§ **Exercise data**
+ + + +

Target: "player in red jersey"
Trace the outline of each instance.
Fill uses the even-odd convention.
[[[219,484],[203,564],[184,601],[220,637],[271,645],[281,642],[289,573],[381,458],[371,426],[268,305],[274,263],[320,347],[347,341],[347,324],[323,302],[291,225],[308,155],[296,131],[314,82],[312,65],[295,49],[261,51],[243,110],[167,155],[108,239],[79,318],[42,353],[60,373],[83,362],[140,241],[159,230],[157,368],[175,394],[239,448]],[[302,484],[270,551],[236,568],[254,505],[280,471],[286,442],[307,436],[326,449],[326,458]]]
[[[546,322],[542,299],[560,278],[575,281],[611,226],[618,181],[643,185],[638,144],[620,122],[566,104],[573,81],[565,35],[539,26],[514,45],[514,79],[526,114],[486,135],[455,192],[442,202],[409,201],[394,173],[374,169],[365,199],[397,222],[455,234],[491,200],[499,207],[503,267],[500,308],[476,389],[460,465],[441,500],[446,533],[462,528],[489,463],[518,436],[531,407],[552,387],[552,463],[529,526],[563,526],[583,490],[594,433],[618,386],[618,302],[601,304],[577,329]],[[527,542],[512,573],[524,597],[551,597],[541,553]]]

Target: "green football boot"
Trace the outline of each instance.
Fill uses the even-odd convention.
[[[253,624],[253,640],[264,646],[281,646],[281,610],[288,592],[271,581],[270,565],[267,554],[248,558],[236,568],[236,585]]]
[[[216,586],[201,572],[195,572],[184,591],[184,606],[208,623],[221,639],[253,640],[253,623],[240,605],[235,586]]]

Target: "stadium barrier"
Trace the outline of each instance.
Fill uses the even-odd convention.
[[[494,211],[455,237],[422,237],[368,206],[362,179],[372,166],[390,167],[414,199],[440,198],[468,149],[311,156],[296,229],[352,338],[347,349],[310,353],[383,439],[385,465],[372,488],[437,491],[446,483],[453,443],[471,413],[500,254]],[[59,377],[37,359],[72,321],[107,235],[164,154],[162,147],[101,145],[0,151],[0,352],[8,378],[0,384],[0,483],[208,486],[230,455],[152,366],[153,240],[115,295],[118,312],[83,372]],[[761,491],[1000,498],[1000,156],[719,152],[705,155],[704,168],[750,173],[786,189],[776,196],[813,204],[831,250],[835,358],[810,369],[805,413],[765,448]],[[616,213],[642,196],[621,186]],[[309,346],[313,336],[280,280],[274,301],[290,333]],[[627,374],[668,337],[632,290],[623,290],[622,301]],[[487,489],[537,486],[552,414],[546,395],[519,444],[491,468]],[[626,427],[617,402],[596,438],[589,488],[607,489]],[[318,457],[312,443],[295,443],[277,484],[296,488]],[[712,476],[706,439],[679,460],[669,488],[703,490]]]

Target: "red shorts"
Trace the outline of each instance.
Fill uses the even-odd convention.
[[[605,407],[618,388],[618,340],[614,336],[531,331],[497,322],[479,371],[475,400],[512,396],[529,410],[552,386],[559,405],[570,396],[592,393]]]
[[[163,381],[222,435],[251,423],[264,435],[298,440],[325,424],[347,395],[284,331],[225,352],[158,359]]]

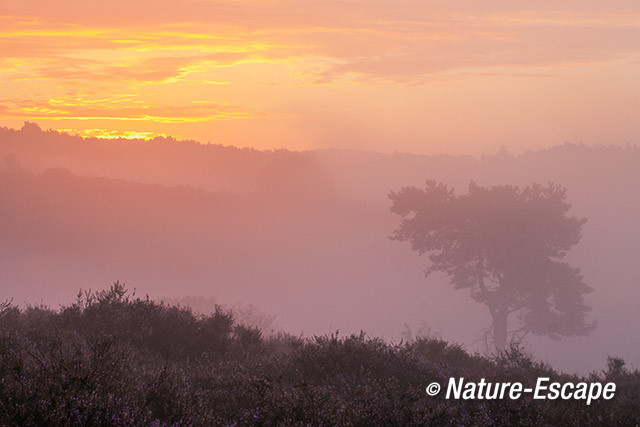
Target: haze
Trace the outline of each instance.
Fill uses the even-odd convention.
[[[520,156],[257,151],[171,139],[104,141],[0,130],[0,300],[57,304],[124,281],[138,294],[254,305],[280,330],[365,330],[399,340],[405,324],[484,351],[486,307],[427,259],[389,239],[387,194],[426,178],[566,186],[588,218],[568,261],[594,289],[588,337],[528,337],[566,371],[607,355],[640,365],[636,261],[640,149],[558,146]],[[191,301],[198,302],[197,298]],[[198,307],[199,308],[199,307]]]
[[[483,351],[387,196],[552,181],[598,326],[527,346],[640,366],[637,1],[0,0],[0,52],[0,301],[120,280]]]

+ + + +

A faithful copy is needed: reproduce all of the data above, leaving the pictures out.

Target: "player in red jersey"
Trace the outline of each instance.
Fill uses the even-odd convention.
[[[219,484],[203,564],[184,601],[220,637],[271,645],[281,642],[289,573],[381,458],[371,426],[268,305],[274,263],[320,347],[347,341],[347,324],[323,302],[291,225],[308,155],[296,131],[314,82],[312,65],[295,49],[261,51],[243,110],[167,155],[108,239],[79,318],[42,353],[60,373],[83,362],[140,241],[159,230],[157,368],[175,394],[239,448]],[[302,484],[270,551],[236,568],[254,505],[280,471],[286,442],[307,436],[326,449],[326,458]]]
[[[546,322],[542,299],[560,278],[575,281],[611,226],[618,181],[643,185],[638,144],[620,122],[566,104],[573,81],[565,35],[539,26],[514,45],[514,79],[526,114],[486,135],[455,192],[442,202],[409,201],[394,173],[374,169],[365,199],[397,222],[455,234],[491,200],[499,207],[503,267],[500,308],[476,389],[460,465],[441,500],[446,533],[462,528],[489,463],[518,436],[531,407],[552,387],[552,463],[529,526],[563,526],[583,490],[594,433],[618,386],[618,302],[601,304],[577,329]],[[527,542],[512,573],[524,597],[551,597],[541,553]]]

Target: "green football boot"
Trace the outline of each instance.
Fill uses the even-odd convention.
[[[253,624],[253,640],[264,646],[281,646],[281,610],[288,592],[271,581],[270,565],[267,554],[248,558],[236,568],[236,585]]]
[[[216,586],[201,572],[195,572],[184,591],[184,606],[208,623],[221,639],[253,640],[253,623],[240,605],[235,586]]]

Target: "stadium barrier"
Trace the outline of each instance.
Fill uses the even-odd convention.
[[[494,211],[455,237],[422,237],[368,206],[362,179],[372,166],[390,167],[414,199],[440,198],[468,149],[311,156],[296,229],[352,338],[347,349],[310,353],[383,439],[385,465],[372,488],[437,491],[446,483],[453,443],[471,413],[500,254]],[[59,377],[37,359],[72,321],[107,235],[164,154],[162,147],[101,145],[0,151],[0,352],[8,378],[0,384],[0,483],[208,486],[230,455],[152,366],[153,240],[115,295],[118,312],[83,372]],[[761,491],[1000,498],[1000,156],[719,152],[705,155],[704,168],[750,173],[786,189],[776,196],[813,204],[831,250],[835,358],[810,369],[805,413],[765,448]],[[616,213],[642,196],[621,186]],[[309,346],[313,336],[280,280],[274,301],[290,333]],[[627,374],[668,337],[632,290],[623,290],[622,301]],[[487,489],[537,486],[552,414],[546,395],[519,444],[491,468]],[[626,427],[617,402],[596,438],[589,488],[607,489]],[[318,457],[312,443],[295,443],[277,484],[296,488]],[[712,476],[706,439],[679,460],[669,488],[703,490]]]

Target: "red shorts"
Trace the outline of each instance.
Fill uses the even-odd convention.
[[[605,407],[618,388],[618,340],[614,336],[531,331],[497,322],[479,371],[475,400],[512,396],[529,410],[552,386],[559,405],[570,396],[592,393]]]
[[[163,381],[222,435],[251,423],[264,435],[298,440],[325,424],[347,395],[284,331],[225,352],[158,359]]]

Target: haze
Trace the outline of each instance.
Fill uses the even-odd convention.
[[[520,156],[257,151],[171,139],[104,141],[0,130],[0,300],[57,304],[124,281],[138,294],[254,305],[280,330],[365,330],[399,340],[405,324],[484,351],[486,307],[427,259],[389,239],[387,194],[426,178],[566,186],[588,218],[568,261],[594,289],[588,337],[528,337],[566,371],[607,355],[640,365],[636,261],[640,149],[558,146]],[[191,301],[198,302],[197,298]],[[198,307],[199,308],[199,307]]]
[[[483,351],[387,196],[552,181],[598,326],[527,346],[640,366],[637,1],[0,0],[0,52],[0,301],[120,280]]]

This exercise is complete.